■ GIVEN DATA ■
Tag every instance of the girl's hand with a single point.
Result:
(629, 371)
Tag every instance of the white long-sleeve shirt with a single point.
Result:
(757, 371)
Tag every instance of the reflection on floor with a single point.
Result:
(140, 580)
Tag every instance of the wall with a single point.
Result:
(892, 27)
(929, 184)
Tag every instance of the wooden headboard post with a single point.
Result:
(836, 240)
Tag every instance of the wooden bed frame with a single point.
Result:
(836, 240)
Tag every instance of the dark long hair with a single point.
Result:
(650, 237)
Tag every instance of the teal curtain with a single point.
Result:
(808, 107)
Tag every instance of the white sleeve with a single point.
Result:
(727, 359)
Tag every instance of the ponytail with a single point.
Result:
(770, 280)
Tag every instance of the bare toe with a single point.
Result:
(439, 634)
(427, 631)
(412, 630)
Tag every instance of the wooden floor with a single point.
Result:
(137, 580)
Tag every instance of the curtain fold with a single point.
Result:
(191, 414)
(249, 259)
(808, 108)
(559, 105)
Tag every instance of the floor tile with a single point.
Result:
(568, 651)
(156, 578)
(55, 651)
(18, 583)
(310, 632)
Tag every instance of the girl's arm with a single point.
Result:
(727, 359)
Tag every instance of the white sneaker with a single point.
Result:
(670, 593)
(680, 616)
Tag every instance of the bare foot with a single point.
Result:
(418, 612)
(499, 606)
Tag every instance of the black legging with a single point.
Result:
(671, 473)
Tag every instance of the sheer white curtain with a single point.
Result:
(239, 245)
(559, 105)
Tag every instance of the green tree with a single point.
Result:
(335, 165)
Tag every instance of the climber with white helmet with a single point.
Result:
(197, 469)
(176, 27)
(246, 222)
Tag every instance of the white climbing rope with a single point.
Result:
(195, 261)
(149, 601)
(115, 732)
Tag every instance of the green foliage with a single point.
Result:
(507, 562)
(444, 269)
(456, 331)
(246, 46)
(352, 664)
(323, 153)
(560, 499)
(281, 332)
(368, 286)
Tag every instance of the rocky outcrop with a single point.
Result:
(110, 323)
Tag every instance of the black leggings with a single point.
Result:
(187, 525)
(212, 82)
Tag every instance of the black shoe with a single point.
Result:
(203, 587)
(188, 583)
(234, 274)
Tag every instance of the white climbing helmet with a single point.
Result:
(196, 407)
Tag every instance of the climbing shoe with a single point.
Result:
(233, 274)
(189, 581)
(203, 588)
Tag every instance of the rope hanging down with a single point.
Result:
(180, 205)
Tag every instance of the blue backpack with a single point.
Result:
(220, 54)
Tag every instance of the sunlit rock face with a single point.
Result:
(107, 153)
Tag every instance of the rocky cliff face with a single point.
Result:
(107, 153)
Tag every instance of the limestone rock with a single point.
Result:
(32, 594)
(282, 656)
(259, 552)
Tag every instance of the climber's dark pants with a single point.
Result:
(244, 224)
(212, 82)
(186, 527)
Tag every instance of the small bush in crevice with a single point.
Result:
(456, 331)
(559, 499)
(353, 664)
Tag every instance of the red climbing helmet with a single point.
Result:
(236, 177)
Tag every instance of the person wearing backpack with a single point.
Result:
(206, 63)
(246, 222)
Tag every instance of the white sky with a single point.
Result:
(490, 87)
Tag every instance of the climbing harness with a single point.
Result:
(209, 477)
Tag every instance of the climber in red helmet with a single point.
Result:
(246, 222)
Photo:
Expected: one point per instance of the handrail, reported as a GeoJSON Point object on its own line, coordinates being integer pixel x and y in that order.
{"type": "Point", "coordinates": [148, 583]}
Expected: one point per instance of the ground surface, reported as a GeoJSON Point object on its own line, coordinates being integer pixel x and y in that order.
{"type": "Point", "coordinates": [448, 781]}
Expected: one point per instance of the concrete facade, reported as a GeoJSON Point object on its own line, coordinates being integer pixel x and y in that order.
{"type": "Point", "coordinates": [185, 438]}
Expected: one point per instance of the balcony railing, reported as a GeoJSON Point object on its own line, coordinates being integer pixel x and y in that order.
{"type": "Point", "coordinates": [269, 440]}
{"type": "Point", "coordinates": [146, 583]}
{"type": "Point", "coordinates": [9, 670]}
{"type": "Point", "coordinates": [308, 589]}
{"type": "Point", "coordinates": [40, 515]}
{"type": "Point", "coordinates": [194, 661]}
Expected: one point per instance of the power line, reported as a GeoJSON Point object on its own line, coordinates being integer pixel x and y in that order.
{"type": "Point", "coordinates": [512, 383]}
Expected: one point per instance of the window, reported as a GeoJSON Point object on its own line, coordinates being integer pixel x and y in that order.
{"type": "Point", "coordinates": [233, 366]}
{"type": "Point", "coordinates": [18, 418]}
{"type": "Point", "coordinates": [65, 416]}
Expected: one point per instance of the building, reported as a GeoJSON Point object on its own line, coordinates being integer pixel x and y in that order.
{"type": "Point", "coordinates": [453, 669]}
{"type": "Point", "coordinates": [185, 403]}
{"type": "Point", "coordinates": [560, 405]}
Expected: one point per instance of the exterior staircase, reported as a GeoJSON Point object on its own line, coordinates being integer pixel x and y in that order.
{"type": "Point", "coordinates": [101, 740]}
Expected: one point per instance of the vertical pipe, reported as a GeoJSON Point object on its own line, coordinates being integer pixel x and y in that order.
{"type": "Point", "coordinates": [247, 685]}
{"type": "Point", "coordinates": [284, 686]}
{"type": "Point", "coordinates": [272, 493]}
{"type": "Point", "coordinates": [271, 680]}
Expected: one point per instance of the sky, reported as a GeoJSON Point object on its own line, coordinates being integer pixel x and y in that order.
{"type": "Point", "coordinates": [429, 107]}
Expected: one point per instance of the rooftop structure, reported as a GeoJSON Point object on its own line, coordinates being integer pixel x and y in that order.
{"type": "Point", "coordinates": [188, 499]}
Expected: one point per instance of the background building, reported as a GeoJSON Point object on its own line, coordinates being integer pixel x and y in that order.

■ YOUR GOAL ■
Copy word for word every line from the one containing "Expected: one point per instance of the sky, reported" through the last line of the records, with both of those lines included.

■ THE OUTPUT ■
Expected: one point per instance of the sky, reported as a GeoJSON Point object on its own line, coordinates being integer pixel x and y in that order.
{"type": "Point", "coordinates": [429, 107]}
Expected: one point per instance of the rooftop structure, reported as a GeoJSON Point object on its own line, coordinates being integer pixel x and y in that order.
{"type": "Point", "coordinates": [188, 499]}
Expected: one point per instance of the background building, reported as a GeoJSON Point object on its own line, coordinates being integer pixel x and y in that order.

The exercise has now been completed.